**Your goal:** From the line containing "of the anthurium" through the last line of the material, copy every line exactly, both ends inclusive; do not copy pictures.

(Named-object pointing records)

-- Start --

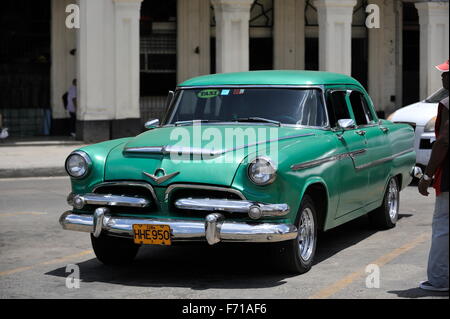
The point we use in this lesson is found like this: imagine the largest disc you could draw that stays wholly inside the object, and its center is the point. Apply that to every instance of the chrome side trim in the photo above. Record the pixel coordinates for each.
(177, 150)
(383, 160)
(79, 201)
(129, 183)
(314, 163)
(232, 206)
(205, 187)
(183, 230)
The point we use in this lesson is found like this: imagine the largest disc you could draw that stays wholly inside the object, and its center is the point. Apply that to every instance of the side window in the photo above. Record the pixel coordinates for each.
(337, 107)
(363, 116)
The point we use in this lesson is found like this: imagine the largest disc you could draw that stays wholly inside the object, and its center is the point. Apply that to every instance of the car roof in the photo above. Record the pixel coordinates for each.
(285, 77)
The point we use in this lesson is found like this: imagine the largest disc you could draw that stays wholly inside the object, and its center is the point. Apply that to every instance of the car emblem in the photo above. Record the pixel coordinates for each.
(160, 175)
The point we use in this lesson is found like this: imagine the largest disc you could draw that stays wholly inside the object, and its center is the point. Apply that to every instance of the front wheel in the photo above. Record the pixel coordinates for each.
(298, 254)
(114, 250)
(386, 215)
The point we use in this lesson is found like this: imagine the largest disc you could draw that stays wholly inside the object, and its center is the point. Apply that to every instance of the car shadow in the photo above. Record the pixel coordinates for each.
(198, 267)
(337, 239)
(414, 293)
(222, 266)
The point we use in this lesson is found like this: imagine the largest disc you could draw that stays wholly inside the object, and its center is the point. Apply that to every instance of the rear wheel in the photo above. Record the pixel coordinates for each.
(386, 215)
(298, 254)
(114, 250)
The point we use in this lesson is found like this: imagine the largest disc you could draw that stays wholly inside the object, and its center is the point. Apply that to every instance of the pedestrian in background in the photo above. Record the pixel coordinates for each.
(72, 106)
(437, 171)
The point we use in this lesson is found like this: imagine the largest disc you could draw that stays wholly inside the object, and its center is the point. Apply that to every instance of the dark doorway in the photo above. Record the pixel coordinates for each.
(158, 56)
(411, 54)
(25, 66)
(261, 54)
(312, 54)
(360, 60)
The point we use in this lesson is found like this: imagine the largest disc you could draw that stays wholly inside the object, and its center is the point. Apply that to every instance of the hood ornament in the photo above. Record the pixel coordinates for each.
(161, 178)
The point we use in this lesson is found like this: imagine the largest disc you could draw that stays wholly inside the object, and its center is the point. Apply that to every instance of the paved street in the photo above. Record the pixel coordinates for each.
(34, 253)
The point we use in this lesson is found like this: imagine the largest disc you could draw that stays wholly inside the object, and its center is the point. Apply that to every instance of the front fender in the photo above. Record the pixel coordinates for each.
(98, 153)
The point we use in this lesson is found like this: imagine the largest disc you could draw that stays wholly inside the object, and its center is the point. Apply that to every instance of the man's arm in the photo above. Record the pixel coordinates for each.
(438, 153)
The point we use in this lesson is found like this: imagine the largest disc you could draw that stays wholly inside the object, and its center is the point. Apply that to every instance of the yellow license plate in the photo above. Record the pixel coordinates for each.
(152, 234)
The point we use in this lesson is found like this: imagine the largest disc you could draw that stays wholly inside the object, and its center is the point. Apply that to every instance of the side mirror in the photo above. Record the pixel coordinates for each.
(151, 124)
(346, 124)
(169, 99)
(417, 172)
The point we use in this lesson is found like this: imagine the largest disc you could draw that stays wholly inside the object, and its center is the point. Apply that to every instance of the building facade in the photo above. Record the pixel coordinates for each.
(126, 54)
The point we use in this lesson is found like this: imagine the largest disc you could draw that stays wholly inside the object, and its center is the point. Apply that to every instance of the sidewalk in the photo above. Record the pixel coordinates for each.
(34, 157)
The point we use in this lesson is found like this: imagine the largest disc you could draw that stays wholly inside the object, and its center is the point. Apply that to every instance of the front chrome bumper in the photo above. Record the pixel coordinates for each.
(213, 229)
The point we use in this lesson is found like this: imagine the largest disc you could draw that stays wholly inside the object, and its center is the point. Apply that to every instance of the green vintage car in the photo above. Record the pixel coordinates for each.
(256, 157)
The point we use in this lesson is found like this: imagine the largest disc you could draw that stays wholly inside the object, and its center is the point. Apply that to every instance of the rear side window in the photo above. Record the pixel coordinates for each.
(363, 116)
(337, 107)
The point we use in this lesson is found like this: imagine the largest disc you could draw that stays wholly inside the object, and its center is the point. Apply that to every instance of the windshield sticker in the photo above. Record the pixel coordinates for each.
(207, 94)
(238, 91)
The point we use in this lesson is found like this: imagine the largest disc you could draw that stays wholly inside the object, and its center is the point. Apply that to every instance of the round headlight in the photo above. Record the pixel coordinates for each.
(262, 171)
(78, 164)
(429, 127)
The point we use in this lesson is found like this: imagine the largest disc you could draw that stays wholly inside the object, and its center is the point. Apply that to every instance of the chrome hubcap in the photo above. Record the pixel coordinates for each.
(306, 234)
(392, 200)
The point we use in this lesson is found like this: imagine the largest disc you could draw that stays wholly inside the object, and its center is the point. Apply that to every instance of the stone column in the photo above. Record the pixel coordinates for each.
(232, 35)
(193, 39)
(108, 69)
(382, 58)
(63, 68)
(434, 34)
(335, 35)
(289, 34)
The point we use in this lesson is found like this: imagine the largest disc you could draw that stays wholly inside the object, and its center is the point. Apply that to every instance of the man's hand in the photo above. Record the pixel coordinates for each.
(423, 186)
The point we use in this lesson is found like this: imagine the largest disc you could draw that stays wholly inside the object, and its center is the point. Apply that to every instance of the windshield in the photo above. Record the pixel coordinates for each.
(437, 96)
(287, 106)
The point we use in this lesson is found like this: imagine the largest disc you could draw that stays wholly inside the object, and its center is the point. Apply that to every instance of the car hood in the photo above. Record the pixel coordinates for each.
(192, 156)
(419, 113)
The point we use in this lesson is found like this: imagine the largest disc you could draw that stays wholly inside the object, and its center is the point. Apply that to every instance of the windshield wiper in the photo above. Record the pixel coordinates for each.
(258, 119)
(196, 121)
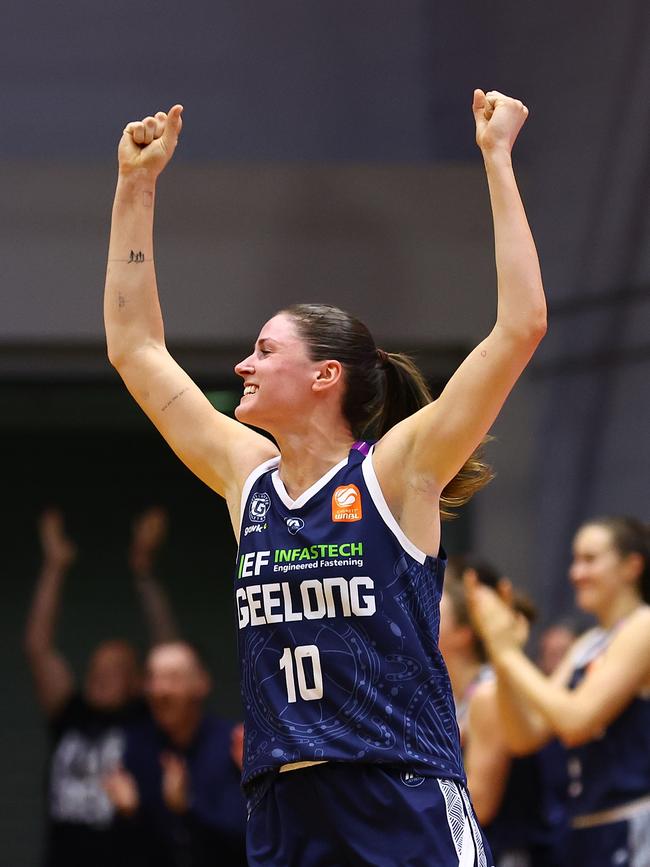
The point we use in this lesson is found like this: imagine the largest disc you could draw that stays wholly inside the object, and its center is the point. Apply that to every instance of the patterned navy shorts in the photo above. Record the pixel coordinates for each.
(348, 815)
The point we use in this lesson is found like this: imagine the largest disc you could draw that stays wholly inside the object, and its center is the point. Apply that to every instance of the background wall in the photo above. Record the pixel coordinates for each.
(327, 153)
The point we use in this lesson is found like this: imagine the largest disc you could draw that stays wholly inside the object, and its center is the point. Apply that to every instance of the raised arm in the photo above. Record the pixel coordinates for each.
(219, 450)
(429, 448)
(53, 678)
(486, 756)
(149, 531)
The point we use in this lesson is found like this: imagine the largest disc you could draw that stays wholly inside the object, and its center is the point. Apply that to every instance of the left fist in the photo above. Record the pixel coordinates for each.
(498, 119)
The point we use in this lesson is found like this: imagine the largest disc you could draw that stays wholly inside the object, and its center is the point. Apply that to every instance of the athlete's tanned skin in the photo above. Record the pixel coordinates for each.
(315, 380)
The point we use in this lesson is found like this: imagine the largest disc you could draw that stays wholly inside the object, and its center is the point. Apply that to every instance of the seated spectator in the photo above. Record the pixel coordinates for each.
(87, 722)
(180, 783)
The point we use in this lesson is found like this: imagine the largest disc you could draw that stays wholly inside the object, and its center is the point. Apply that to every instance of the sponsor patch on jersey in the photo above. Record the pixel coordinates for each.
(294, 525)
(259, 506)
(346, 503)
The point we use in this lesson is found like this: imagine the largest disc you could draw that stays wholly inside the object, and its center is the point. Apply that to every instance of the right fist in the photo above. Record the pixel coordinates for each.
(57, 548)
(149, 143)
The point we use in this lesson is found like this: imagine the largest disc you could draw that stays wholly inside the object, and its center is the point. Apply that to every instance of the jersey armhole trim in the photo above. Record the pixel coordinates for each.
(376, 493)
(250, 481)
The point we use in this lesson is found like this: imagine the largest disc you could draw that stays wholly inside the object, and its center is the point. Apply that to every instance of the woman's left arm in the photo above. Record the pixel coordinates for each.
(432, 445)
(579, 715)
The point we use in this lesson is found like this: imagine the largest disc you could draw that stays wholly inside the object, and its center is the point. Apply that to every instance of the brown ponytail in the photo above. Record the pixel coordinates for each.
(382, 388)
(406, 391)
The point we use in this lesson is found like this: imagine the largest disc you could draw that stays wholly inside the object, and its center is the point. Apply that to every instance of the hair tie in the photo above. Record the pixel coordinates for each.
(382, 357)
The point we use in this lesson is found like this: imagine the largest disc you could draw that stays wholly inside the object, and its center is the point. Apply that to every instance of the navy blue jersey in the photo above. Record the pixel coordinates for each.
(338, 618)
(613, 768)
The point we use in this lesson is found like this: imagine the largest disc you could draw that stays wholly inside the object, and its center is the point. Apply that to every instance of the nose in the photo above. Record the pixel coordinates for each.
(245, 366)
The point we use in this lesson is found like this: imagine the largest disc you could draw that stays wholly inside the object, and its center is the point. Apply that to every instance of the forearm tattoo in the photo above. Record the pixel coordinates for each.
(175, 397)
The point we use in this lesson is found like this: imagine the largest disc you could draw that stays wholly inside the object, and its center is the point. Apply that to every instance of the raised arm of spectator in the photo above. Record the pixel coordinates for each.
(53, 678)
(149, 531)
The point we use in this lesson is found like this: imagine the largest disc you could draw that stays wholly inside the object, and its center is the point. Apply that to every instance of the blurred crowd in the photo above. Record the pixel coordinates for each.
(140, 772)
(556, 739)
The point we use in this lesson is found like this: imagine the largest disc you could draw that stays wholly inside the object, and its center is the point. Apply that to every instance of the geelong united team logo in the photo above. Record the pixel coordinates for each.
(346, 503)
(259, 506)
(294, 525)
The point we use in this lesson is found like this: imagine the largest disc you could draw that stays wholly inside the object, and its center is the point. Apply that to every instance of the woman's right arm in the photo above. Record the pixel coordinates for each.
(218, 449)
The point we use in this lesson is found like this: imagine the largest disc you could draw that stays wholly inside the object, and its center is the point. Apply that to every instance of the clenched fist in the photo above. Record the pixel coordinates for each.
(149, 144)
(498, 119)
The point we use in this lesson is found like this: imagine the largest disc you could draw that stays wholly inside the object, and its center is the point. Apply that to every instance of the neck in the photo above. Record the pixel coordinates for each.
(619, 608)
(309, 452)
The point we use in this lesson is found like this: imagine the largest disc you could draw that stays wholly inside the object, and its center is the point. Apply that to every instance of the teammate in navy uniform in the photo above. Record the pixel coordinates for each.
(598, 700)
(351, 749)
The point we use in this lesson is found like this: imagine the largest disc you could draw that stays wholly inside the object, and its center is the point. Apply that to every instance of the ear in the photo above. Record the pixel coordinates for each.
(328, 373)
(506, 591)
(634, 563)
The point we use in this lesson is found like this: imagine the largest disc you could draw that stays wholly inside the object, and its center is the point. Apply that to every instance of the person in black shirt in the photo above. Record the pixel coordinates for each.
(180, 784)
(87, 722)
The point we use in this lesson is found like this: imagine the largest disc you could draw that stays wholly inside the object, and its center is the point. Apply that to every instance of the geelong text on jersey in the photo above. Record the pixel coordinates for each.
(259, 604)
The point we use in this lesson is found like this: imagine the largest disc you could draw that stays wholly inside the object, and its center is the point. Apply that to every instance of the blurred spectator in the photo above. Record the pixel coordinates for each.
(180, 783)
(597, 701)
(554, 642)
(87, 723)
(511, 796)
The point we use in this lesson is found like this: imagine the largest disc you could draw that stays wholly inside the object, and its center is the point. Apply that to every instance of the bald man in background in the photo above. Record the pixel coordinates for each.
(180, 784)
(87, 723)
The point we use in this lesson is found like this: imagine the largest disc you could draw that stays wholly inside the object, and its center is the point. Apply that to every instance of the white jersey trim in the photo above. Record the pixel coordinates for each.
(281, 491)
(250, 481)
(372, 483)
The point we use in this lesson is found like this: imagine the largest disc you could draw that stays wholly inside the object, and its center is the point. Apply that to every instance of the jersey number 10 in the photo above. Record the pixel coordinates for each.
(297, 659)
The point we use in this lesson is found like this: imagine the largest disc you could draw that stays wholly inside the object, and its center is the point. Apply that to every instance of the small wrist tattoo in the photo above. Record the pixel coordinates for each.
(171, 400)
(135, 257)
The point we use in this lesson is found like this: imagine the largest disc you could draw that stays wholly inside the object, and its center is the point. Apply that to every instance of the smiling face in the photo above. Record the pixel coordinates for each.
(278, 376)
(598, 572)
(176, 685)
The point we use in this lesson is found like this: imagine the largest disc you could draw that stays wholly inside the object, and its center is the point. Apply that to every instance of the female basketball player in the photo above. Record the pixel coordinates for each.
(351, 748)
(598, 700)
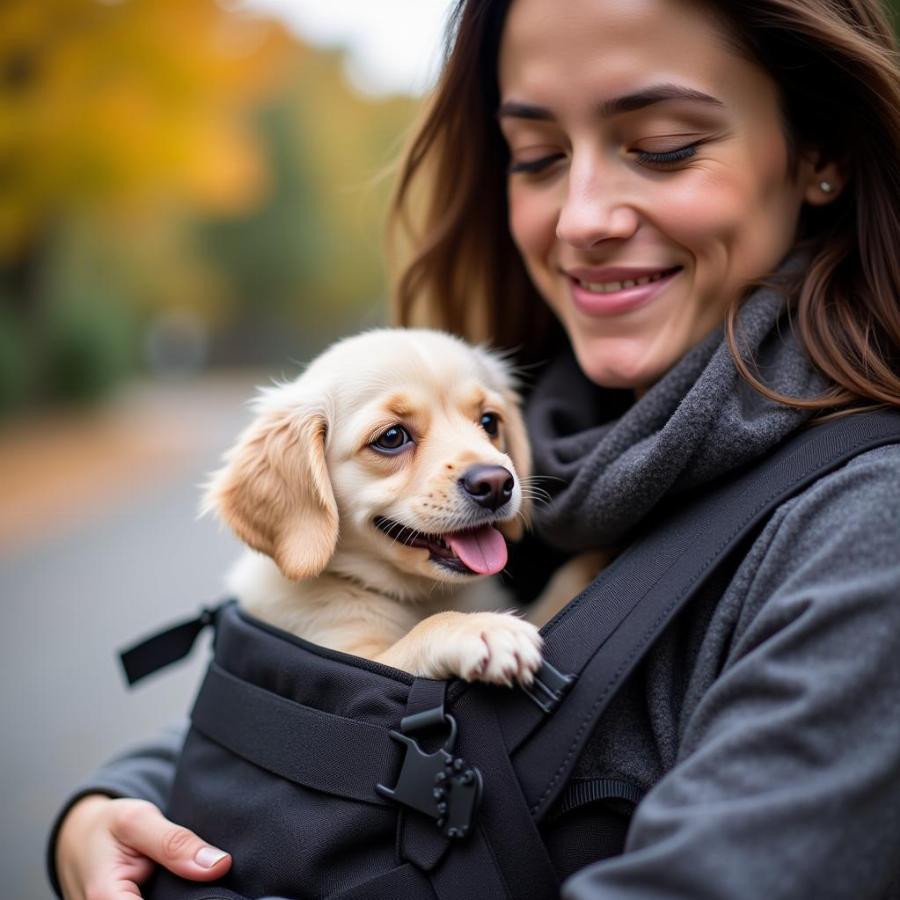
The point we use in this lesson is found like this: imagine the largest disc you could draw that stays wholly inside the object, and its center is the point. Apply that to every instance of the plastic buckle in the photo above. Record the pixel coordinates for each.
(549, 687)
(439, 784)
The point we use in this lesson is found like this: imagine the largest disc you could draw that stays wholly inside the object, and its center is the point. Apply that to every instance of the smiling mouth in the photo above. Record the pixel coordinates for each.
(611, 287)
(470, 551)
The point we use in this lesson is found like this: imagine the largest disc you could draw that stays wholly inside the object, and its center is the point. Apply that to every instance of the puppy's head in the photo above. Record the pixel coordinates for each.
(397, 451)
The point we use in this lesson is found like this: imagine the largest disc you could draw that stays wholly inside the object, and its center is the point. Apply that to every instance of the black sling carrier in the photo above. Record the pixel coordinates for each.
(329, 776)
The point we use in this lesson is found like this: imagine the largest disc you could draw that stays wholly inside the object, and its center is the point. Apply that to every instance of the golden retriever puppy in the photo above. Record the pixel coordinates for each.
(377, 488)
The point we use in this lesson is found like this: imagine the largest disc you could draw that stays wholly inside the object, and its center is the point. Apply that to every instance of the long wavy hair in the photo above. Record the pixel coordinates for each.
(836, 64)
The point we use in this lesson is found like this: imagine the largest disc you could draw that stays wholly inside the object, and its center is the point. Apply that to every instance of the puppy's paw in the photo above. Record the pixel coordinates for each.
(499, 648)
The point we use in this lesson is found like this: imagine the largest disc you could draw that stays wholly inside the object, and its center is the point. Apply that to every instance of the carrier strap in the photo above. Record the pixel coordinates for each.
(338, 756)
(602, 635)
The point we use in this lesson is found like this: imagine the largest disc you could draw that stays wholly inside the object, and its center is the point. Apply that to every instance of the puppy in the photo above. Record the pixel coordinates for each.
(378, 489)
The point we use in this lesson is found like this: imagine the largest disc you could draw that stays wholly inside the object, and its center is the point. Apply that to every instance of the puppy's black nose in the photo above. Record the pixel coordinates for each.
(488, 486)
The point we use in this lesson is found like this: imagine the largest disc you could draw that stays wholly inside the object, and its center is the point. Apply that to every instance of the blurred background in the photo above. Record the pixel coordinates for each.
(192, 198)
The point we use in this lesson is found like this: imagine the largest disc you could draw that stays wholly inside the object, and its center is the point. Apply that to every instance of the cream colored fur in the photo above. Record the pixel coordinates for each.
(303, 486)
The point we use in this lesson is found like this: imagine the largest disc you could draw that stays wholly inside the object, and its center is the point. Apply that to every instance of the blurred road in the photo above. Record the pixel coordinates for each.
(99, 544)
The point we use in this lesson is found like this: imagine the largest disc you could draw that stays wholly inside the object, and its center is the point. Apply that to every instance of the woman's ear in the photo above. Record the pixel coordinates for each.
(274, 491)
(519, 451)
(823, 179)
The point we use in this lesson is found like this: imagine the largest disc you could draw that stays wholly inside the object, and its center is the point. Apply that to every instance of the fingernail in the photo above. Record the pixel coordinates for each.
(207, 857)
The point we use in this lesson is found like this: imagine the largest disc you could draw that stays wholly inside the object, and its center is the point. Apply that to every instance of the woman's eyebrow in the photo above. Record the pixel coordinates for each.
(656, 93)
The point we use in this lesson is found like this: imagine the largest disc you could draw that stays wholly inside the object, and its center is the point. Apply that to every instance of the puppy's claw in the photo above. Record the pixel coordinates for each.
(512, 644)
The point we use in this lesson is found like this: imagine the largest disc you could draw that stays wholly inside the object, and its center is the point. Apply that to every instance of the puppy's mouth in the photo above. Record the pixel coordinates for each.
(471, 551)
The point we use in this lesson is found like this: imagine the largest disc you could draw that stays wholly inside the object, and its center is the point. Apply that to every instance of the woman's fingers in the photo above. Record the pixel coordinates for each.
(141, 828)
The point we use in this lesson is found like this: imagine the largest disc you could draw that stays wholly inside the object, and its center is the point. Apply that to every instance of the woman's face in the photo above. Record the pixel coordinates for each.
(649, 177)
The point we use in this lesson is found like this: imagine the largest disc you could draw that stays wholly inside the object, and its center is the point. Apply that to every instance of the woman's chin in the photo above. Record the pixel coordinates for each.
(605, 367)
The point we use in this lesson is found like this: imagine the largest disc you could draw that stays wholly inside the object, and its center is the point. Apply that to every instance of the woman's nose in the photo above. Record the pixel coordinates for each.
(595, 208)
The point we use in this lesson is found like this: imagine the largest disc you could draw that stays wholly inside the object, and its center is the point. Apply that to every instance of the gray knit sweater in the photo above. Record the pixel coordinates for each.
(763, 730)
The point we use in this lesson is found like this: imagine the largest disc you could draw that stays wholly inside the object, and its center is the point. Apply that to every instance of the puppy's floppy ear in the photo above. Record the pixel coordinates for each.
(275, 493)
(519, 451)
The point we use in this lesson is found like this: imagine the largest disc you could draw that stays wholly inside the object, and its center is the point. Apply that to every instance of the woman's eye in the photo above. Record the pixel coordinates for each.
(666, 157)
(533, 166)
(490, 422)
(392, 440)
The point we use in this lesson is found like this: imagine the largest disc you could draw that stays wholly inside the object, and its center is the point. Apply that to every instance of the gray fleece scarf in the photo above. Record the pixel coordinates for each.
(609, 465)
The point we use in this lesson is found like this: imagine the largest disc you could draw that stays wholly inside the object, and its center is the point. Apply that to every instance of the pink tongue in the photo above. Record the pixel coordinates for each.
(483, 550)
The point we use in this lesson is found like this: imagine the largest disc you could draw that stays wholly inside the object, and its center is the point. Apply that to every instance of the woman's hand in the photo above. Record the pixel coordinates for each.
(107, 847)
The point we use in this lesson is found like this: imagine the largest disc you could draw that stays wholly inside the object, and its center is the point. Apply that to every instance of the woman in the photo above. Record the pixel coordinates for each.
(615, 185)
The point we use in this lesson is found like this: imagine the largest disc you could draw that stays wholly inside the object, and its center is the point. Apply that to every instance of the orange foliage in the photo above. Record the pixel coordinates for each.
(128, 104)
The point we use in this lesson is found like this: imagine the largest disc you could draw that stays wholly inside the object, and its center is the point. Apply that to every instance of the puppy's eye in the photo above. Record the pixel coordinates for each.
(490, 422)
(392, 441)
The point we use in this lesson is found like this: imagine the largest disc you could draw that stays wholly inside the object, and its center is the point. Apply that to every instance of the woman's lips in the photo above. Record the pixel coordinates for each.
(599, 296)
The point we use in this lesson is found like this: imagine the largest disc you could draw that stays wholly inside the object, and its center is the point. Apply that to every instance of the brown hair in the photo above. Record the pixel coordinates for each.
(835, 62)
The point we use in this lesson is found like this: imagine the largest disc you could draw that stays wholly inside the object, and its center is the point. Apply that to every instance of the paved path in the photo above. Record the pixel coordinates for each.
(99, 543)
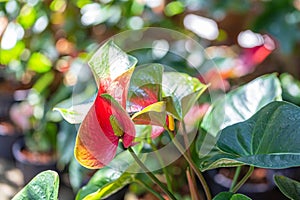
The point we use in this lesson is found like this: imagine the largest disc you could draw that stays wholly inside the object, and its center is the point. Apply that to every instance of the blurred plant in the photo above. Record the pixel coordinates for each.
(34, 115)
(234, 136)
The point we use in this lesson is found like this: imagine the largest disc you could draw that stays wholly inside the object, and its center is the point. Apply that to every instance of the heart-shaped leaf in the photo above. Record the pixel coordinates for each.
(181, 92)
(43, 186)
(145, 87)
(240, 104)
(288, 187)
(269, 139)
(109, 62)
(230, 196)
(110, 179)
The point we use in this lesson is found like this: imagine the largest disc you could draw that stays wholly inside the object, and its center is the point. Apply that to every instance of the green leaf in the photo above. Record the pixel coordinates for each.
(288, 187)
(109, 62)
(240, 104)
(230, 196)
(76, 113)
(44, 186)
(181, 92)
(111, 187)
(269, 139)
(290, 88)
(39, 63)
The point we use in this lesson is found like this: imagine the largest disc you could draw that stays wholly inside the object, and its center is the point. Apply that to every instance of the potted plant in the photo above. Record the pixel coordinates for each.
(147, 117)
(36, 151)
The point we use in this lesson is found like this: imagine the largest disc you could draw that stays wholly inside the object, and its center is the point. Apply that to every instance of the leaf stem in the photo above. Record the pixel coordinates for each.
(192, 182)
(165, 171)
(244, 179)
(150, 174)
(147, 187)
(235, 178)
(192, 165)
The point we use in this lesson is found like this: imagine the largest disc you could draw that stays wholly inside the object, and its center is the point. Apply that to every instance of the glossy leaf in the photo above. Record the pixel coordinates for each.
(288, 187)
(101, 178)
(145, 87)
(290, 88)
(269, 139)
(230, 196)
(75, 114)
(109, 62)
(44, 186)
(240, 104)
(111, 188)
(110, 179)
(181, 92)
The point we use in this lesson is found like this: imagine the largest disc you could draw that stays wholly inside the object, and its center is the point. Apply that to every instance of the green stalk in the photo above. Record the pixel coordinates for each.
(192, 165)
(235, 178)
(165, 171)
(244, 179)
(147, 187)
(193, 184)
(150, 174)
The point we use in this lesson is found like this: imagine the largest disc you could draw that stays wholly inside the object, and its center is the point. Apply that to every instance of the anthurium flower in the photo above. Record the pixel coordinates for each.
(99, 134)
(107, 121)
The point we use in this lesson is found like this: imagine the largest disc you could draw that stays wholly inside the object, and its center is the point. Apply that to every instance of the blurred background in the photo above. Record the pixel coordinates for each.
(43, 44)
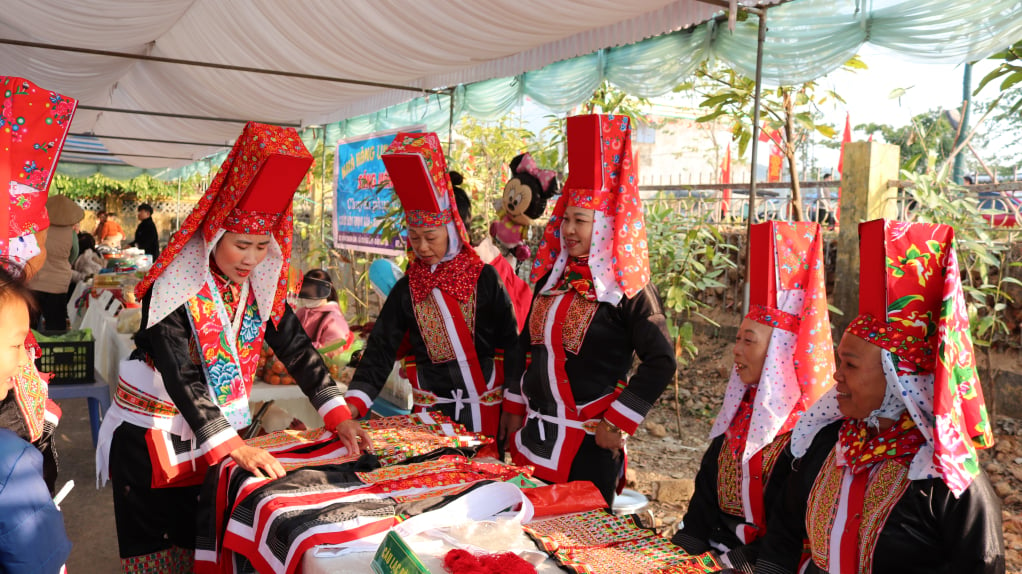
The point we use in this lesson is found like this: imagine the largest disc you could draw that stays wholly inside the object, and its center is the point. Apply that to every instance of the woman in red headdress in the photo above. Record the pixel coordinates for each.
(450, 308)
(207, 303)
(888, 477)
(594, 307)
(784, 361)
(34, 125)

-- End --

**The answer:**
The point we use in this lesson is found like this: imagine the largest disc you could draw that stays wholly inside the object, and its center is the point. Apply that to every instance of the anthurium flower in the photo above. Record the pixel coordinates for each.
(99, 134)
(107, 121)
The point we use in this lesson is found like this: imagine the largest disc you could draw that stays wholly inside the object, and its center is the point. Apply that to every instance of the blurred background in the photo above. Record the pixel coordinates for each.
(43, 44)
The point we use in this lesson is found like this: imagine the largest disc you could draw that stays wholly inside the object, and its center is the point. Apply that to every instance of the woman in red headdress in the photo above. Record the pixel coordinates for each.
(450, 308)
(207, 303)
(888, 477)
(594, 307)
(784, 361)
(34, 125)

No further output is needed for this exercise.